▶ [Text under study]:
----------

In the 1960s, fiberglass was a boon to the boating industry. It's cheap and durable but has a limited lifespan. And getting rid of it is expensive. So boat owners across the country are abandoning their aging vessels. From member station WVTF, Sandy Hausman reports on one man's efforts to address this environmental problem.

SANDY HAUSMAN, BYLINE: Mike Provost has always loved the water. He joined the Navy after high school and served for 21 years. These days, you'll find him cruising the Lynnhaven, a river near his home in Virginia Beach. He motors past a state park, where he likes to swim with his kids. That's where, just over a year ago, he spotted an abandoned boat. On board, he found fuel, quarts of oil and other toxic chemicals.

MIKE PROVOST: So I called 30 different offices. No one had the funding or approval to do anything about it. And I was explicitly told that if I personally didn't take care of it, no one would.

HAUSMAN: So he started a nonprofit to deconstruct derelict vessels and take them to landfills.

(SOUNDBITE OF CREAKING)

HAUSMAN: His largest job was here in Norfolk Harbor - a twin-masted sailboat stuck in the mud. Provost needed a crew of six, a barge and crane to dismantle it. The bill, paid by donors, was $28,000. It is illegal for people to dump their boats in state waters, but the law is rarely enforced. And back on his boat, Provost says some people escape responsibility by selling their old boat for a song or giving it away.

PROVOST: If I can sell my 1985 40-foot boat for $100, that's going to save me thousands of dollars in having to dispose of it.

(SOUNDBITE OF CICADAS SINGING)

HAUSMAN: Cicadas sing at a pristine marsh on Virginia's coast, where Jim Deppe complains that abandoned boats pollute the water and the views. He's been tracking the problem for a local environmental group, Lynnhaven River Now, for more than a decade and has watched as boats piled up.

JIM DEPPE: In southern Virginia Beach on the North Landing River, there's a derelict boat graveyard where people have just rubbed off all the identification marks off the boat and pulled them up into the marsh and sunk them.

----------

▶ [Exercise description]:
In the piece on abandoned boats, change "barge" to "tugboat". Then write out the part from "HAUSMAN: His largest" up to and including "dispose of it.". The entries are separate material and have nothing to do with the piece on abandoned boats.

----------

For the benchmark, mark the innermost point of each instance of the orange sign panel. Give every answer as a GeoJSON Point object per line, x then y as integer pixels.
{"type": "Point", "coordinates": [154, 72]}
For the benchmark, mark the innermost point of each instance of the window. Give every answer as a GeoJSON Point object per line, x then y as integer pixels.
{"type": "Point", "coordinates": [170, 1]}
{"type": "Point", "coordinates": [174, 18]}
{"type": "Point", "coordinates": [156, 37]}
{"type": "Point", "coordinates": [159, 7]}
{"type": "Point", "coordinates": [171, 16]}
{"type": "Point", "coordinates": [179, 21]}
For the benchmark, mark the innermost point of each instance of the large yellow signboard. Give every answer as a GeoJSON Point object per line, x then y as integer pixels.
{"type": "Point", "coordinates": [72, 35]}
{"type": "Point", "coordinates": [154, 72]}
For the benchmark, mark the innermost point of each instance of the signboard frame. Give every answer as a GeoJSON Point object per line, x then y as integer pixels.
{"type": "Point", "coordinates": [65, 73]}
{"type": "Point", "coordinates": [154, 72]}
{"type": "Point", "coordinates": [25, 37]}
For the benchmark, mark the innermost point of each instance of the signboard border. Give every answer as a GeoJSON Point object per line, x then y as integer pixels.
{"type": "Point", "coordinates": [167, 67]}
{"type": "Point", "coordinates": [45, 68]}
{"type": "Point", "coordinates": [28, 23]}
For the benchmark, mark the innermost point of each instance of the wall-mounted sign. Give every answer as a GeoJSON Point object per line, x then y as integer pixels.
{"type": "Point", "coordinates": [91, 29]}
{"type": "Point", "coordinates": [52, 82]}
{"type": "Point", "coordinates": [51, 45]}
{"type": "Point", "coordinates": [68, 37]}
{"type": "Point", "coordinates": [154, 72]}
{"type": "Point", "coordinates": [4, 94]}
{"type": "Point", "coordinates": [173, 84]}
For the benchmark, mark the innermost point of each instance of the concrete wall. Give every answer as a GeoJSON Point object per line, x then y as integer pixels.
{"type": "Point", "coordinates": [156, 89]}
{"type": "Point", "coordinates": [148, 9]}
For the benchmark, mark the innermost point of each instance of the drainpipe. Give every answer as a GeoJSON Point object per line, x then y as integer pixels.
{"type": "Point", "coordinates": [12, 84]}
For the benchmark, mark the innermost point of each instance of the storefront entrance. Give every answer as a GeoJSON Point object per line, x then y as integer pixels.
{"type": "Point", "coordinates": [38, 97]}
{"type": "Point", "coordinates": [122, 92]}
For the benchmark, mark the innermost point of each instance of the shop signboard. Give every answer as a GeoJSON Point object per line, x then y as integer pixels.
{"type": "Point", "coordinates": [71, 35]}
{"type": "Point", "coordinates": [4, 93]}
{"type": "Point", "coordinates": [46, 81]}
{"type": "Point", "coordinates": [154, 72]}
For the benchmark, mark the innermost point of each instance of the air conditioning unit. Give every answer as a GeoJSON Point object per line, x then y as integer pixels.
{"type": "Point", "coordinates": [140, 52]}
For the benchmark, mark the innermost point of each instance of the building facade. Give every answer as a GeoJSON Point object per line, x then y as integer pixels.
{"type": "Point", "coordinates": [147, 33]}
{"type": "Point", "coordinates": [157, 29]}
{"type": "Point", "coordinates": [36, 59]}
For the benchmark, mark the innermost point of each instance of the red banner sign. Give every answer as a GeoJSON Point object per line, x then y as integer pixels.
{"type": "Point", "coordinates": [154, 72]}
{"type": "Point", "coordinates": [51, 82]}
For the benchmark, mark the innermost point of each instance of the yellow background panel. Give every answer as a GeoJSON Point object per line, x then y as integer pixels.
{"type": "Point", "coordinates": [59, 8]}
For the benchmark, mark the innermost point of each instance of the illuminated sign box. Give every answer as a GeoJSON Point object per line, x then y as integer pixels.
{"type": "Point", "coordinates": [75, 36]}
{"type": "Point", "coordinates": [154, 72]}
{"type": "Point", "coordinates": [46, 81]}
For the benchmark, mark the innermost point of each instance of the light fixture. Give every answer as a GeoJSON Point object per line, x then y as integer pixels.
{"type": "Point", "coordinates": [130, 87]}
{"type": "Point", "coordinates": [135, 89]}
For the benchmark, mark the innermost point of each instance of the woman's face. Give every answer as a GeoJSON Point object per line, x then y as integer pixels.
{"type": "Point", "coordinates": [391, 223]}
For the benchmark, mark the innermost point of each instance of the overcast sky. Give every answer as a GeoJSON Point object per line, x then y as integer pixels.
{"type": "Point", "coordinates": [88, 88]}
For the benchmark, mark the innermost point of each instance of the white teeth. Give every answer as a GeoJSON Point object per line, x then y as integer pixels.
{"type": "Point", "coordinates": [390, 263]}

----------

▶ [Answer for the task]:
HAUSMAN: His largest job was here in Norfolk Harbor - a twin-masted sailboat stuck in the mud. Provost needed a crew of six, a tugboat and crane to dismantle it. The bill, paid by donors, was $28,000. It is illegal for people to dump their boats in state waters, but the law is rarely enforced. And back on his boat, Provost says some people escape responsibility by selling their old boat for a song or giving it away.

PROVOST: If I can sell my 1985 40-foot boat for $100, that's going to save me thousands of dollars in having to dispose of it.